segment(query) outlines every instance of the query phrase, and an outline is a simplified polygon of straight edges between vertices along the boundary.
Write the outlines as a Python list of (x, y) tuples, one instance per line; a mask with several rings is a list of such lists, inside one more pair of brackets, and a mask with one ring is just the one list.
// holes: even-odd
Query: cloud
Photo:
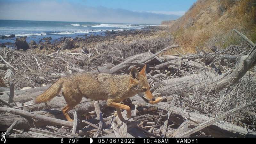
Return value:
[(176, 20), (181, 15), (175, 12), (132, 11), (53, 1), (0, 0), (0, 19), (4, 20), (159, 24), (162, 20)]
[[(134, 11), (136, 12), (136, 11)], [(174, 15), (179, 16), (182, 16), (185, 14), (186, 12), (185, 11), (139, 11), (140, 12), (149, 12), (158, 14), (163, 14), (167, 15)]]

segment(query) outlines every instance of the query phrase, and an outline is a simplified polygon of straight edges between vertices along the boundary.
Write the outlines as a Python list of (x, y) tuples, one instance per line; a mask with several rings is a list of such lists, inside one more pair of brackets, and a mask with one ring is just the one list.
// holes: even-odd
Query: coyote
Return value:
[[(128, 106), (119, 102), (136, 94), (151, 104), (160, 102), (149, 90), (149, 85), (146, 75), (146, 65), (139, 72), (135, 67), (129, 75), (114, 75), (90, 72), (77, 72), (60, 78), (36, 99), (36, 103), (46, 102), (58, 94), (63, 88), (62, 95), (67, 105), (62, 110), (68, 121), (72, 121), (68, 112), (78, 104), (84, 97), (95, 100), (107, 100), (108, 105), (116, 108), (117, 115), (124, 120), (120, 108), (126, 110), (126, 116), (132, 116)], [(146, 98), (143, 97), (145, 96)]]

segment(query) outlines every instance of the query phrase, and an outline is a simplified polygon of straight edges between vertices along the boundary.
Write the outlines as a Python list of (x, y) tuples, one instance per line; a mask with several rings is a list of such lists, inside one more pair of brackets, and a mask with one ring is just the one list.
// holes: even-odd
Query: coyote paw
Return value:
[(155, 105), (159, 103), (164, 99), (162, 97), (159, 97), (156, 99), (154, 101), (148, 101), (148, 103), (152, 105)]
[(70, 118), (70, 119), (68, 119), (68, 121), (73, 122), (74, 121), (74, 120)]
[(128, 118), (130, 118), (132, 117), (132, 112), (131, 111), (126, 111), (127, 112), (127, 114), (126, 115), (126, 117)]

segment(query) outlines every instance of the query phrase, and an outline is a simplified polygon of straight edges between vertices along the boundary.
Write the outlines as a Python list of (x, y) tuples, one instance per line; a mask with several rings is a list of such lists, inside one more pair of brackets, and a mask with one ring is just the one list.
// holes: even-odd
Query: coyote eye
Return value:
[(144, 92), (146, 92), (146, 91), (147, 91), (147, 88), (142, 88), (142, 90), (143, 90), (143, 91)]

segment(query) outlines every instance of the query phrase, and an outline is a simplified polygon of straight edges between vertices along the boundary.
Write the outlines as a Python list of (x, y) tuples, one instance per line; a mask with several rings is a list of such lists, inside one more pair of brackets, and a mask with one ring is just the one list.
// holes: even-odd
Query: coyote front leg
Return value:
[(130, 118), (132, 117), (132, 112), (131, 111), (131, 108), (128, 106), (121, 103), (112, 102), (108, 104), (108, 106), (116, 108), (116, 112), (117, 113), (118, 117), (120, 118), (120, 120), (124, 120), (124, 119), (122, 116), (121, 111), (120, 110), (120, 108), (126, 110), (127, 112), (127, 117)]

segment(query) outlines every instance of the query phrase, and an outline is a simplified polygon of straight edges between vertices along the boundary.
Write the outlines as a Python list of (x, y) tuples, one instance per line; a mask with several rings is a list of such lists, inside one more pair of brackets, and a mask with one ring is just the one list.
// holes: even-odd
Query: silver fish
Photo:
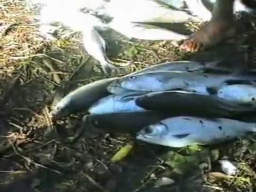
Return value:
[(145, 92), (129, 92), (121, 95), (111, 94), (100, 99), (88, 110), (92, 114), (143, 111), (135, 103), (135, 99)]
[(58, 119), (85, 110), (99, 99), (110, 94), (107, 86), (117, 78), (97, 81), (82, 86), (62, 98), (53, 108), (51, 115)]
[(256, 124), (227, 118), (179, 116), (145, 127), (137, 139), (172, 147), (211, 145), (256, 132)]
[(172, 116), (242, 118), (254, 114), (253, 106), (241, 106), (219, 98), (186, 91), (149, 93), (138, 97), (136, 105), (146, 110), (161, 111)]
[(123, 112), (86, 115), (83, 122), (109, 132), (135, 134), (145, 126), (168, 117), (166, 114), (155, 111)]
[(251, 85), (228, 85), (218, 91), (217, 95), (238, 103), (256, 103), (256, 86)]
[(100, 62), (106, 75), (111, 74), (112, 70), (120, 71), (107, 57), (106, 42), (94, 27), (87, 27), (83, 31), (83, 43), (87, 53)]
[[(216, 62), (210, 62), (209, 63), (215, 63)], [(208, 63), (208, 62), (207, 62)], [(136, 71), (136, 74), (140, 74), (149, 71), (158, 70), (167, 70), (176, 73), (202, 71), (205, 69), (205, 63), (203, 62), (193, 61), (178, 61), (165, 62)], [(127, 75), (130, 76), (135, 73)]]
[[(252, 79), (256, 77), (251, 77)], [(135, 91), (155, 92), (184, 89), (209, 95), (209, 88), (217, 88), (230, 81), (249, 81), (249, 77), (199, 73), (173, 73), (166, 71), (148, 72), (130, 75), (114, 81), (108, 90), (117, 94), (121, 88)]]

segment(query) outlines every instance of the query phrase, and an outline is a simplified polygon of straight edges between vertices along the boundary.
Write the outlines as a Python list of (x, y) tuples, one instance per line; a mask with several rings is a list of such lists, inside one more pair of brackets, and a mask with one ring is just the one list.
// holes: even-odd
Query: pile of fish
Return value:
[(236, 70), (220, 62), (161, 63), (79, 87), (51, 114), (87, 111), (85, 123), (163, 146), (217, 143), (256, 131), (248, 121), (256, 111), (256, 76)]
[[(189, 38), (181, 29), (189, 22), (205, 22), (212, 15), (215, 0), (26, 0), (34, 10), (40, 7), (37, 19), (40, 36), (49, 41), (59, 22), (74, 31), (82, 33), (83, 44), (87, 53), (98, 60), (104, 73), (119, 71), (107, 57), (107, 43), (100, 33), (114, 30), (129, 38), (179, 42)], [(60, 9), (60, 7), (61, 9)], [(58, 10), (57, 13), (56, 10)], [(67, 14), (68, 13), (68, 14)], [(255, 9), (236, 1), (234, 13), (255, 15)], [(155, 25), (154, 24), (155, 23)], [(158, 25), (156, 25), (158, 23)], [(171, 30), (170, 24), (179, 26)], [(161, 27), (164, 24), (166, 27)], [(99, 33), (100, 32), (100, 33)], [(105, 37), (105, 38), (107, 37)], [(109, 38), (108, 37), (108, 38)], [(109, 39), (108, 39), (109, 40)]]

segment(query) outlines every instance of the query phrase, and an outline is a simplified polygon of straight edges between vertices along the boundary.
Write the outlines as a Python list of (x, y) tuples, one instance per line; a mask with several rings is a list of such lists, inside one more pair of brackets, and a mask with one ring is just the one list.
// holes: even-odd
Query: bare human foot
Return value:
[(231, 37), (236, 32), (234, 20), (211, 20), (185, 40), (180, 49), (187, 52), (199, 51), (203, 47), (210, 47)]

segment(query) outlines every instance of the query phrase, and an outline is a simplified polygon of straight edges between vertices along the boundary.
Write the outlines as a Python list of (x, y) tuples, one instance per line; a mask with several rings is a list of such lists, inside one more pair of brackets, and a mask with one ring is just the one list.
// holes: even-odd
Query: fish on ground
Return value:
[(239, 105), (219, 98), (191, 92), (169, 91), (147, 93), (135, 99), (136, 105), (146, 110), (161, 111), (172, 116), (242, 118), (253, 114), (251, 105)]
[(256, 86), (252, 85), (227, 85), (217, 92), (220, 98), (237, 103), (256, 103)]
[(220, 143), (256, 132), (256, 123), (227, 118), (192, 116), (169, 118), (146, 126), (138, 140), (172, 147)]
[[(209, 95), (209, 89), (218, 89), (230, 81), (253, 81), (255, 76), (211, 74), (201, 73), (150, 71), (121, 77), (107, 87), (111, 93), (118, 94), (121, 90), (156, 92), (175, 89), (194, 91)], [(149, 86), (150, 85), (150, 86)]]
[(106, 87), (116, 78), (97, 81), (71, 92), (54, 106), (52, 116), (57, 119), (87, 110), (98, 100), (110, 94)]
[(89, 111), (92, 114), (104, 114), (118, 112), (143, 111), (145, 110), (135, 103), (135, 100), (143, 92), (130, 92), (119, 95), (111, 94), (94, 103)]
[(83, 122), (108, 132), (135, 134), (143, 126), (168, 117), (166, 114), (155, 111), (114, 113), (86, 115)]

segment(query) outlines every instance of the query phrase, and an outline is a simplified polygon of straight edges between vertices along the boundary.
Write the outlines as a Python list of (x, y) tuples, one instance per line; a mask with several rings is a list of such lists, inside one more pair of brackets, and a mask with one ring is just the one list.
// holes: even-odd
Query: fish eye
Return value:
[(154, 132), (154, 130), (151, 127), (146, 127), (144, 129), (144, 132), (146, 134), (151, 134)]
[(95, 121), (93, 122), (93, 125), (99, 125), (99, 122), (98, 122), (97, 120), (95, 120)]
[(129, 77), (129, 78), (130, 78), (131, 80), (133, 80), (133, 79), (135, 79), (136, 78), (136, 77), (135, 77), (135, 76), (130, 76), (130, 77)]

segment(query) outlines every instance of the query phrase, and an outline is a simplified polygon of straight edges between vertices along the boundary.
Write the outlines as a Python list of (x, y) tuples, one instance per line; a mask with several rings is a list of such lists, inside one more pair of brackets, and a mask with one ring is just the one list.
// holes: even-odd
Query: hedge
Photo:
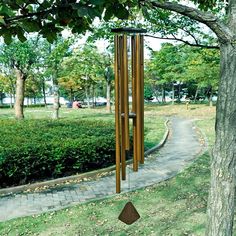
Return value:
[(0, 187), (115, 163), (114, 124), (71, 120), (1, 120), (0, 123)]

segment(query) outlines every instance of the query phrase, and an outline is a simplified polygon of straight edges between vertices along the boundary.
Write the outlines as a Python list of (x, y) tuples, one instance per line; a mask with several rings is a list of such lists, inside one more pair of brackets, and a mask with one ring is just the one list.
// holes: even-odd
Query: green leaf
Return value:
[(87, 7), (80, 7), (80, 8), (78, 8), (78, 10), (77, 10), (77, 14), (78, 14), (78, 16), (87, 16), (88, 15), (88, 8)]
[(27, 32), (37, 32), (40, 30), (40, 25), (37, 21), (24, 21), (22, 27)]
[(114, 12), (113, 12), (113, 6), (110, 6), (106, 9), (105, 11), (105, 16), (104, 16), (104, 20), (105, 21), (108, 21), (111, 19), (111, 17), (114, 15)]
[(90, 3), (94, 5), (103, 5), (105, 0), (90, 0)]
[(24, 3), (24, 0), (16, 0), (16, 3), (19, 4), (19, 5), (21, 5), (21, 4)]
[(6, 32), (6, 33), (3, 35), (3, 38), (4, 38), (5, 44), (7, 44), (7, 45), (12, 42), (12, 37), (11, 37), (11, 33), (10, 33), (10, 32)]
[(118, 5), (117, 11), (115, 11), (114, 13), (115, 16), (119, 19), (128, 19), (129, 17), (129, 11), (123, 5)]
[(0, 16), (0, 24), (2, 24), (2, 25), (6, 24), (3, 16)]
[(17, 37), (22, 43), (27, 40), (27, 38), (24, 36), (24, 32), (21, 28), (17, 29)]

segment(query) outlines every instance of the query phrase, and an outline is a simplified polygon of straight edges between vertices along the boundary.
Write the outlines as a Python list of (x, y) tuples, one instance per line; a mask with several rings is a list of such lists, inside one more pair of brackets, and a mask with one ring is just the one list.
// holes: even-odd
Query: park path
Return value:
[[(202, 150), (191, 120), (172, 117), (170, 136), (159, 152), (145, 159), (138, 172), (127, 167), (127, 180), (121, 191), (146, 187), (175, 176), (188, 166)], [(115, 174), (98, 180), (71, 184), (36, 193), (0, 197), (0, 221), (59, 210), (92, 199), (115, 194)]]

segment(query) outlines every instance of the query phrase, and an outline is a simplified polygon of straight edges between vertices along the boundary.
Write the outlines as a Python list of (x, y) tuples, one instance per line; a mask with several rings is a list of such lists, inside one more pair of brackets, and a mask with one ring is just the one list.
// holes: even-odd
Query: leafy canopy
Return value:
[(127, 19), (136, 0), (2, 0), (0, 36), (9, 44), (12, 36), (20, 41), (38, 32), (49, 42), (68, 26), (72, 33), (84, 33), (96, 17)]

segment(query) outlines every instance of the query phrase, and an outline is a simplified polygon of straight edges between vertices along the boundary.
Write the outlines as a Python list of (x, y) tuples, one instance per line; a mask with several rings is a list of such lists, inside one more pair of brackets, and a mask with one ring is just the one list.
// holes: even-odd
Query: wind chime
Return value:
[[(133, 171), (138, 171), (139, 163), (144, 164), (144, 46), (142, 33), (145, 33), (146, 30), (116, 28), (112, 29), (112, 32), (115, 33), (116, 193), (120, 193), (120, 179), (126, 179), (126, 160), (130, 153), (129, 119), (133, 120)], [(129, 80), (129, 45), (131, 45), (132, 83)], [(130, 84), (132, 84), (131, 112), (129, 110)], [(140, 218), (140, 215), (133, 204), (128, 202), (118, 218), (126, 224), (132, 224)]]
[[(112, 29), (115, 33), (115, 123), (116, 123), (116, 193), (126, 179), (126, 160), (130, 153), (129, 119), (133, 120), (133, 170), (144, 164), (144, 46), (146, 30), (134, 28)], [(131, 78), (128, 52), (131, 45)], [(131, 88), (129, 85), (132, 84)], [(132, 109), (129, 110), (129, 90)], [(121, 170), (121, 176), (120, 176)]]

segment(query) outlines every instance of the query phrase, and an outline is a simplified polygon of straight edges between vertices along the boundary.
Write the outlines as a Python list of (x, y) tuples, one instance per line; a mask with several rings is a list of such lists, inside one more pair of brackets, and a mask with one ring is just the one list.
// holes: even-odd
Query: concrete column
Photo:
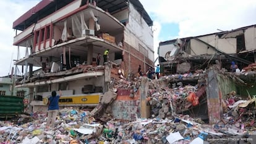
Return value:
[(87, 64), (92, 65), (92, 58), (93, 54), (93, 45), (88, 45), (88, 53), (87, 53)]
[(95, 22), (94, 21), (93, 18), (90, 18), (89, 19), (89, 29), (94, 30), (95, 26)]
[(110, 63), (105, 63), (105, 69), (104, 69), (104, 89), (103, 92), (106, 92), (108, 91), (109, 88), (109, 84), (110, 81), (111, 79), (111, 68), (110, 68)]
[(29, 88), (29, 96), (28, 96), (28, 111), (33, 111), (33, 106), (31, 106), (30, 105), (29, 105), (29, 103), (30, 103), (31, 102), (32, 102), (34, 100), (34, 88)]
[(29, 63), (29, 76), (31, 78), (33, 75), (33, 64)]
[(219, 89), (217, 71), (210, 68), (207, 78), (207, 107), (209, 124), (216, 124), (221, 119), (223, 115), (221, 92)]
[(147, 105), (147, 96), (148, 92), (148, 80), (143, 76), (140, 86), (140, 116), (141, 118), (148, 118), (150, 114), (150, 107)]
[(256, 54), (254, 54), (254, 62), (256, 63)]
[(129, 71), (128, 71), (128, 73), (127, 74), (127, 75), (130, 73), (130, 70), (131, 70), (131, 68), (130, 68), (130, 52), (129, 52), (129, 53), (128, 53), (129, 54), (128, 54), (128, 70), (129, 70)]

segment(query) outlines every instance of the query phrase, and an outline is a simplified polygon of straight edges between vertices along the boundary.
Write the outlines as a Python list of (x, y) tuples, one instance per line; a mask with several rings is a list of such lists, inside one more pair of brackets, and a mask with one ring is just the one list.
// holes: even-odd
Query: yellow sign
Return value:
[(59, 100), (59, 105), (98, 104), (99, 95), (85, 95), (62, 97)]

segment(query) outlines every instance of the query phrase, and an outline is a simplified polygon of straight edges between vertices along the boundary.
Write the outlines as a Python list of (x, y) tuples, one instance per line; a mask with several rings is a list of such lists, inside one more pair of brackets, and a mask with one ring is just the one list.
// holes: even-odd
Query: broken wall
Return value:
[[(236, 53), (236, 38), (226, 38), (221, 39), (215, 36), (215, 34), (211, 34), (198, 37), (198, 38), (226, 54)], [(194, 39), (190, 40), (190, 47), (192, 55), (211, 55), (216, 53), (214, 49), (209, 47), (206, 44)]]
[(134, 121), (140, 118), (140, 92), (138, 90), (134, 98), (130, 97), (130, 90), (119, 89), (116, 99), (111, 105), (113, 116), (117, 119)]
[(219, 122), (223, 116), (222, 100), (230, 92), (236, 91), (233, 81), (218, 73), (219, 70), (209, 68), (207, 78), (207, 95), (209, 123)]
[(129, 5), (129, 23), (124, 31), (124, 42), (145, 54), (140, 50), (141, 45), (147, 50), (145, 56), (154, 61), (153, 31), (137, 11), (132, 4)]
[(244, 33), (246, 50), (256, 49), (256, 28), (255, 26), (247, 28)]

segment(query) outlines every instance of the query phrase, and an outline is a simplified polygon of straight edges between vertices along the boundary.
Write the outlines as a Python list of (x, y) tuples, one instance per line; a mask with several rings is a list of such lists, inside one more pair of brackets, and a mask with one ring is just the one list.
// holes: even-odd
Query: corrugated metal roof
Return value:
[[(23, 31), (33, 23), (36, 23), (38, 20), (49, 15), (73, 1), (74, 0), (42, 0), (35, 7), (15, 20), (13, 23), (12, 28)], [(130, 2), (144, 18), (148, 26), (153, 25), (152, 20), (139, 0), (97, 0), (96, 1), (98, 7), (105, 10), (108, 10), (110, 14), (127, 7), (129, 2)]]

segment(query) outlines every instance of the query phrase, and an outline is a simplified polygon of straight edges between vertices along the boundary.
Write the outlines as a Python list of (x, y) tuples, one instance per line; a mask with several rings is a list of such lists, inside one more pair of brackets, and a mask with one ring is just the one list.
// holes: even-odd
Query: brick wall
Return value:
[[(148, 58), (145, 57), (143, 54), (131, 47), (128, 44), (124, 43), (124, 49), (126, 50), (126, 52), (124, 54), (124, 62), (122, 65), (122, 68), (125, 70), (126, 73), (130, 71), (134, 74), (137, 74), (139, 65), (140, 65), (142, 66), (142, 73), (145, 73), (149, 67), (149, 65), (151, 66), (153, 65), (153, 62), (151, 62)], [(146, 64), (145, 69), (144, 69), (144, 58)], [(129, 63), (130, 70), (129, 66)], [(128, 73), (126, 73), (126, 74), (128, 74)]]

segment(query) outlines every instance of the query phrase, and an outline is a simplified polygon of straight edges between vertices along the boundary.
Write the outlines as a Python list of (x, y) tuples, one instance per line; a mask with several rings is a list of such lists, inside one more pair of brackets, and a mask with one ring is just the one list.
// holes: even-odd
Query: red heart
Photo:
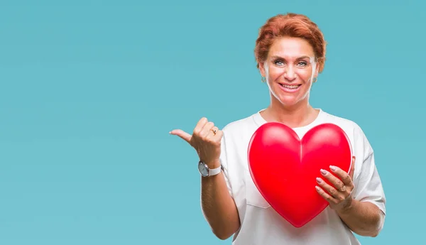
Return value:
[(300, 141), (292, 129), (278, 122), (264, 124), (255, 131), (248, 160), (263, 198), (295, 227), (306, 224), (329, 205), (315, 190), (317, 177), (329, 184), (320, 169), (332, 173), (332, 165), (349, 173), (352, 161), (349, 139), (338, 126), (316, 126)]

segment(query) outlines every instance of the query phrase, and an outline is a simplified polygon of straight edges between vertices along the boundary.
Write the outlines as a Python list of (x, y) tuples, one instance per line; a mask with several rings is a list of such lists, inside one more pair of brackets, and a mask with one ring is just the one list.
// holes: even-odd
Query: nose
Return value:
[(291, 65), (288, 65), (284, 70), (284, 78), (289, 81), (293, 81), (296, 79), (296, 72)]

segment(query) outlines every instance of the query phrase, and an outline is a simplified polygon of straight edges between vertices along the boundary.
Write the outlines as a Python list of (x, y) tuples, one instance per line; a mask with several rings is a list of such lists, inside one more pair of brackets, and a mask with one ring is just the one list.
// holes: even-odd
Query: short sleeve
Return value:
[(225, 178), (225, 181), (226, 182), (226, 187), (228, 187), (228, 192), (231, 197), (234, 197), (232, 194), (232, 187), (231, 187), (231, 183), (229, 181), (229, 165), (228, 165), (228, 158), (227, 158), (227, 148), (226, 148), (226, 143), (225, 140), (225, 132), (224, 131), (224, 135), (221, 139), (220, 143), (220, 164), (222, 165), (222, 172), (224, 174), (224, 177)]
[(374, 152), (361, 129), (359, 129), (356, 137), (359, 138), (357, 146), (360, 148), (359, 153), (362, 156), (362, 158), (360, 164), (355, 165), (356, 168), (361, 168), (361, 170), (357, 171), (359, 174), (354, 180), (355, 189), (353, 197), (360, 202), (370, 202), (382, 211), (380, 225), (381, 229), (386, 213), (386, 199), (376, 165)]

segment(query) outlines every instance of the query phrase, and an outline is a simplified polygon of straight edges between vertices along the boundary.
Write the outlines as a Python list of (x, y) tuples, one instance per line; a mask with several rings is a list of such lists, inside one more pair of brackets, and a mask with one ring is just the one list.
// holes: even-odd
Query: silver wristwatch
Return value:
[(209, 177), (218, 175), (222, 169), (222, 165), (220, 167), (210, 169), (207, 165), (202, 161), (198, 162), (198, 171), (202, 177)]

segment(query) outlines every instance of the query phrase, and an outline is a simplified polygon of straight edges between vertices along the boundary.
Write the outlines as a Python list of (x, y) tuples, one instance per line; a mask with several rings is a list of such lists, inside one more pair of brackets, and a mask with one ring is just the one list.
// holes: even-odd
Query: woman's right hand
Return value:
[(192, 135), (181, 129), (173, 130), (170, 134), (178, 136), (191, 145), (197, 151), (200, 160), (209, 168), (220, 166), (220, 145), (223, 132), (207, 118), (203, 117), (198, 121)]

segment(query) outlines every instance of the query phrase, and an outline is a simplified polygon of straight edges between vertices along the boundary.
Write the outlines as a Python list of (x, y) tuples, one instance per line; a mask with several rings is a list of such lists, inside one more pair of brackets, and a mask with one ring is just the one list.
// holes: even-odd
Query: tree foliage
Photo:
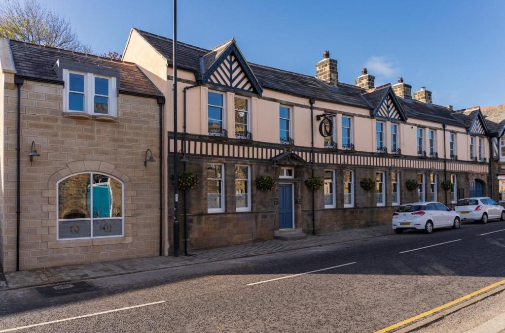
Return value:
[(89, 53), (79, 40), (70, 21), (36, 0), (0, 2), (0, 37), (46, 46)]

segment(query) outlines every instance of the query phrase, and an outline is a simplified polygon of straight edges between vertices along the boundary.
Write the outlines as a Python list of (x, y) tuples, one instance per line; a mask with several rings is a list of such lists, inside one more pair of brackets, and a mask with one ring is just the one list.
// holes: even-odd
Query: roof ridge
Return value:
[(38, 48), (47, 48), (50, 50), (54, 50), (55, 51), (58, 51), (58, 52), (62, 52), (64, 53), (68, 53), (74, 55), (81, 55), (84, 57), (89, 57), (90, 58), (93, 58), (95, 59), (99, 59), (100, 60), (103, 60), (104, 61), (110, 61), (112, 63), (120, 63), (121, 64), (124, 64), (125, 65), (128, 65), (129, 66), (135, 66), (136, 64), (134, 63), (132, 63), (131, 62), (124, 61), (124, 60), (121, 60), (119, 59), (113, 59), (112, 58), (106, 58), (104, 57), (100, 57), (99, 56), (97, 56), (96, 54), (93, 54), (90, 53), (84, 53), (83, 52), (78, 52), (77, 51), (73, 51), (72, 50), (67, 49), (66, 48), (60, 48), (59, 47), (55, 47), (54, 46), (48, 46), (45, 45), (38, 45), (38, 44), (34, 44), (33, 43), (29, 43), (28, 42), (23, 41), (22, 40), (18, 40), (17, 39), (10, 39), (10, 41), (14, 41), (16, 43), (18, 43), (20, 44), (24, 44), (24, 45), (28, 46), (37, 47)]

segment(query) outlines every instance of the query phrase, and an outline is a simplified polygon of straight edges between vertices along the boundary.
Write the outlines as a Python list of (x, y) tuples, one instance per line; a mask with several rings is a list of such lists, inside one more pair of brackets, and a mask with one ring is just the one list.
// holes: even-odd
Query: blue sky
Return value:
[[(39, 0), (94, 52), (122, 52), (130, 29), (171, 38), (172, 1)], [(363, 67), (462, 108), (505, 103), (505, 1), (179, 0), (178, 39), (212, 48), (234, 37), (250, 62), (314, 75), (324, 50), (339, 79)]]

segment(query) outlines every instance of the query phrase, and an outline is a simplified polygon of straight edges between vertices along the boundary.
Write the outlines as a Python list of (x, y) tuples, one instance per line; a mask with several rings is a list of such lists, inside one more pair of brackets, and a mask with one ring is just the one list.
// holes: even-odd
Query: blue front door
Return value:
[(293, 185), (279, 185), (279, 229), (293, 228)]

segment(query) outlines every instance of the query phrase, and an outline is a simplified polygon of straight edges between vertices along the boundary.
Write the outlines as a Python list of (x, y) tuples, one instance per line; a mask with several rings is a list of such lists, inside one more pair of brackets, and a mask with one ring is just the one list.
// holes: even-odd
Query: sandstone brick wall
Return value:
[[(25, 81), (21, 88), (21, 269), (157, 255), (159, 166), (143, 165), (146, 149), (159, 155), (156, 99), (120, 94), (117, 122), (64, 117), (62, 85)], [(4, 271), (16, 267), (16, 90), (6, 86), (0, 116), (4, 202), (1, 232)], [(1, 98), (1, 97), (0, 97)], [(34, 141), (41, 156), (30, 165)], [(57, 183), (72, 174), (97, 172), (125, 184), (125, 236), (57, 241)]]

> [Goal]: Pick out every line in the rows above that contains the word "brick", and copy each of those lines.

> [Task answer]:
Query: brick wall
Query: sandstone brick wall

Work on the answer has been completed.